# Retrieving data from Kiva API

We will be using [KIVA](https://www.kiva.org/) data for the entirety of this course. Kiva makes it's data publically available through it's [API](http://build.kiva.org/). 

Not sure what an API is? It stands for Application Program Interface. Code Academy has a fantastic short course (link [here](https://www.codecademy.com/en/tracks/placekitten) that introduces you to APIs and allows you to pull images of kittens from a website by the end of the session.

Below, we import the packages we need in order to retrieve data from the API.

** Do we need to explain what packages are? **

In [119]:
from urllib.request import urlopen, Request
import json
from pandas.io.json import json_normalize
import pandas as pd
import json
import requests as r
import os
import logging

In the cell below we set the maximum number of columns to 100 so we can see our entire data set. If we did not set this option, we would not be able to see some columns in our dataset.

In [100]:
pd.set_option('display.max_columns', 100) 

Using % in the section below indicates a magic command. You can find out more about magic commands [here](https://ipython.org/ipython-doc/3/interactive/magics.html). Using the % in the block of code below allows us to run commands on the terminal from within jupyter. We make a folder in our user directory where we will store the data we retrieve from the api.

In [None]:
% mkdir ~/_intro_machine_learning_course
% cd ~/_intro_machine_learning_course
% pwd
% ls

In the line below, we create a data cache. A cache is a great way to store data, when it is costly to retrive it from scratch every time.

In [None]:
store = pd.HDFStore('kiva_cache.h5')

There is great documentation on Kiva's API [here](http://build.kiva.org/api). The documentation explains what parameters (conditions) we need to pass in our request to Kiva's database in order to get the data we want.

# DATA:
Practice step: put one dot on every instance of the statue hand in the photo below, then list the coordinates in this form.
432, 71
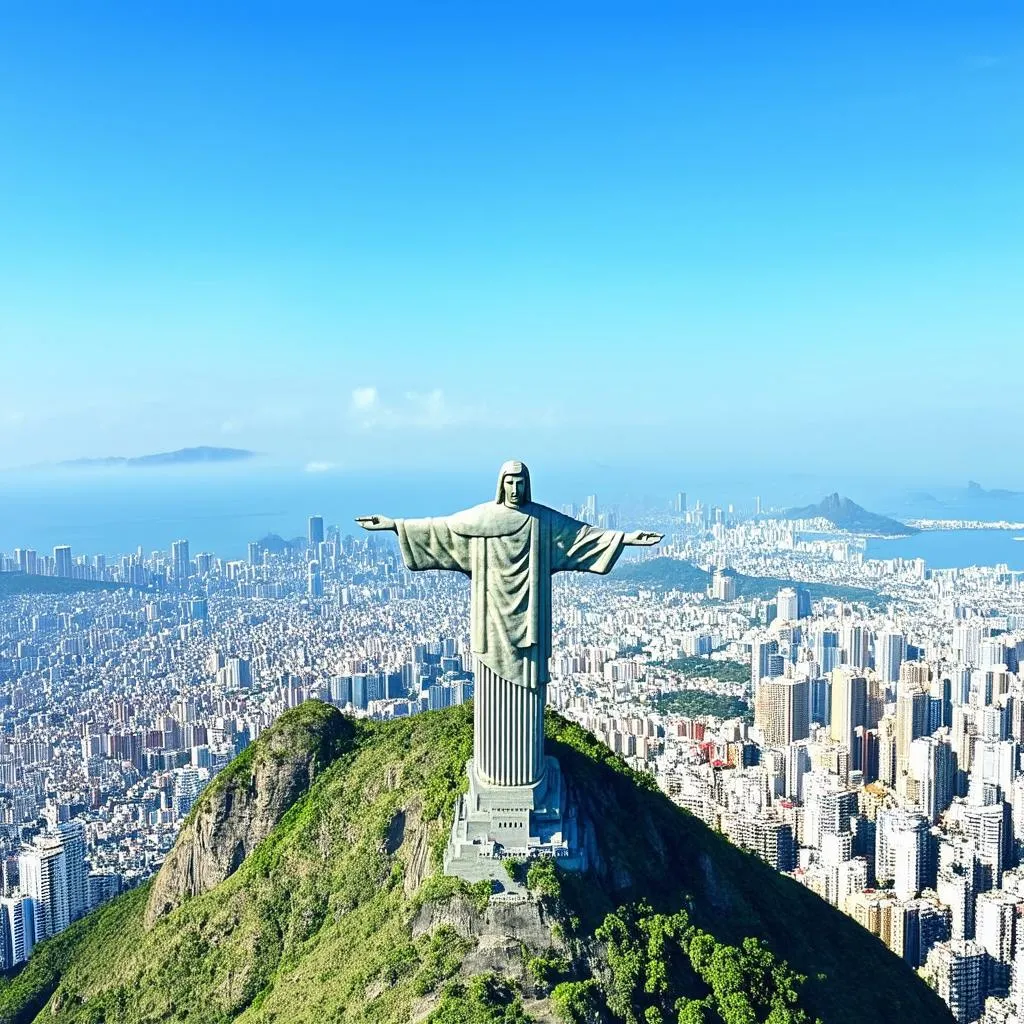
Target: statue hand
376, 522
642, 539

# TASK SET:
(A) In the Kiva API walkthrough, what number is the maximum number of displayed columns set to?
(B) Do these statements agree with the Kiva API walkthrough? Answer yes or no for each, quoting the deciding words. (i) API stands for Application Program Interface. (ii) The data cache is stored in a file named kiva_data.h5. (iii) The % sign marks a magic command.
(C) Write the next part of the Kiva API walkthrough, picking up after its last sentence.
The records have nothing to do with the Kiva API walkthrough.

# TASK RESPONSES:
(A) 100

(B)
(i) Yes: "It stands for Application Program Interface."
(ii) No: "store = pd.HDFStore('kiva_cache.h5')"
(iii) Yes: "Using % in the section below indicates a magic command."

(C)
We are trying to retrive all Kiva data from Kenya. So we will be using two main parameters where we set country_code=KE (KE is the two letter [ISO](https://en.wikipedia.org/wiki/ISO_3166-2) code for Kenya), and we increase the results per page to 500 (this is the maximum KIVAs API appears to allow). You can see the HTML results of the api call by pasting the url below into your browser, HTML is a format that is really easy to read.

http://api.kivaws.org/v1/loans/search/?country_code=KE&per_page=500

1) Go ahead and play with the url in order to retrieve different data. For example, how would you retrieve data from South Africa (ZA)?

2) How would you only retrive 200 results?

Answers:

1) http://api.kivaws.org/v1/loans/search/?country_code=ZA&per_page=500

2)  http://api.kivaws.org/v1/loans/search/?country_code=ZA&per_page=200



We want to request this data from the api and store it in a format that is more intuitive to us - a dataframe. Let's get started. The code below retrieves the first 500 results and converts it into a pandas dataframe. You will get to know a lot more about dataframes over the next few classes.

In [52]:
d = r.get('http://api.kivaws.org/v1/loans/search.json?country_code=KE&per_page=500')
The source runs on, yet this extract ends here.